- _Task statement_: Going down the data below, set down exactly the line with "the rock on" and each line after it through the line with "of the transmission"; no other lines.

- _Entries provided_:
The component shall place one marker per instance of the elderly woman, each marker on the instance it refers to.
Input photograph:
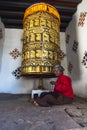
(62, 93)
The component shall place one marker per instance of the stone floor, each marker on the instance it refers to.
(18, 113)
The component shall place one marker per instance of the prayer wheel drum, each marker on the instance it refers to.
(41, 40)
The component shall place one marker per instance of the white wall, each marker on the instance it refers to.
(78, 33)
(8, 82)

* * *

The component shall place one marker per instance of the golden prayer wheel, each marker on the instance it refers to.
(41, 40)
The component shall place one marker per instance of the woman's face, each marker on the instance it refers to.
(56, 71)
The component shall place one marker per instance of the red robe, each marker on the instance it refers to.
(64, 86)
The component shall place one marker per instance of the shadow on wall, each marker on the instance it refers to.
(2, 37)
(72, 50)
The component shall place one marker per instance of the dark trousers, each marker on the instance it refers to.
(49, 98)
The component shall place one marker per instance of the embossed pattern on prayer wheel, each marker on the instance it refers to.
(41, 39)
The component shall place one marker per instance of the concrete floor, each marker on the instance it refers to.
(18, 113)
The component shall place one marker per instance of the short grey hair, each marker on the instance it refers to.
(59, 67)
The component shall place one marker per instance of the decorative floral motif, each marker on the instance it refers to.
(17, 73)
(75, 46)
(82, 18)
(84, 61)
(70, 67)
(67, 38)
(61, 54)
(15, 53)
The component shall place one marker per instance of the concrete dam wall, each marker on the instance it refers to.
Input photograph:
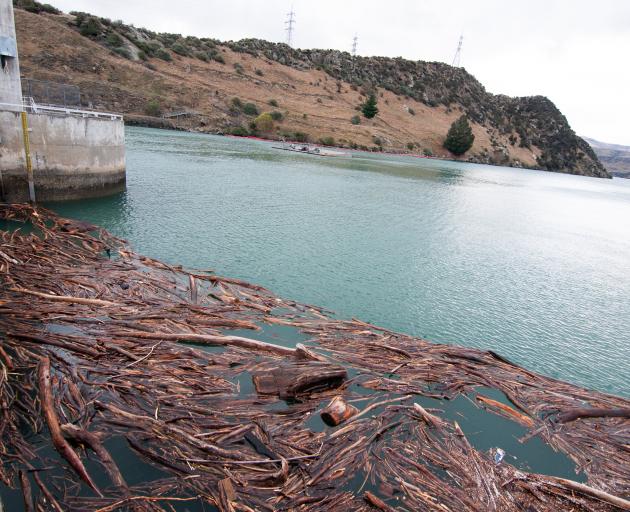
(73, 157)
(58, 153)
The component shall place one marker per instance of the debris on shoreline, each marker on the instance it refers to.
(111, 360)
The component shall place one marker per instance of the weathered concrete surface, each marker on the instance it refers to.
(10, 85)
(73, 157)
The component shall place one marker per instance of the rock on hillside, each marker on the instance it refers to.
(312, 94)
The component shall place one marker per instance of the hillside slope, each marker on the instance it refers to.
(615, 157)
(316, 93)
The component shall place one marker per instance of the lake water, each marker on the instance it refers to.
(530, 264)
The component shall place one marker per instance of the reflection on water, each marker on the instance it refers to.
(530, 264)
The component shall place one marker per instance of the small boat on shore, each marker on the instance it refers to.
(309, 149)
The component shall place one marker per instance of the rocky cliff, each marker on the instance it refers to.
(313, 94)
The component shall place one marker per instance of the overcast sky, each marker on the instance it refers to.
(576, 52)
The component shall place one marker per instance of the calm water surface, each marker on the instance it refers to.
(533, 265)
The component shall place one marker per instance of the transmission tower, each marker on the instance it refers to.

- _Answer for this exercise_:
The component shall place one marker per instance of the rock on hillside, each marker on the instance it refers to.
(312, 94)
The component shall place one marker per instance of the hillside slope, each marker on the instance it refers to.
(615, 157)
(316, 93)
The component shall place one marker per instance of the lake water, each marker on the instance it refers to.
(530, 264)
The component shall place one marker per instance of the reflection on water, each marker on the instance it refers to.
(530, 264)
The component shall place one marker per instance of the small boat on shore, each marker on the instance it refers to.
(309, 149)
The component shall place one marker per instance of the rocky cliff, each marker on the instance it refers to.
(313, 94)
The component shall place one marker per instance of the overcast sky, each marker on the instance it refers to.
(576, 52)
The component shall place one marker per instance of the calm water surface, each marker on the instance it refers to.
(533, 265)
The component shall place one marker per instance of the transmission tower, each marker on the instance it refers to.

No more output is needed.